* YOUR TASK *
Repeat the items below, switching every "marker" to "dot" and leaving everything else as it is.

* Object point labels *
★ ★ ★ ★ ★ ★ ★

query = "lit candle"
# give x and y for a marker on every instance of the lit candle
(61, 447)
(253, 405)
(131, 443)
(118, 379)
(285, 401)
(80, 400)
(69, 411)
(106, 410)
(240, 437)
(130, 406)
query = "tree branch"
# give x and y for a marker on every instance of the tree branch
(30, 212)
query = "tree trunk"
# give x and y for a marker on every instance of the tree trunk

★ ★ ★ ★ ★ ★ ★

* SOLUTION BELOW *
query = "lit candle"
# give x and y for a dot on every instance of the lit candle
(61, 447)
(253, 405)
(131, 443)
(118, 379)
(285, 401)
(80, 400)
(69, 411)
(106, 410)
(240, 437)
(130, 406)
query = "tree branch"
# give x and y for a dot on every instance of the tree branch
(30, 212)
query = "tree trunk"
# give x and y for a dot on every instance of the tree trunk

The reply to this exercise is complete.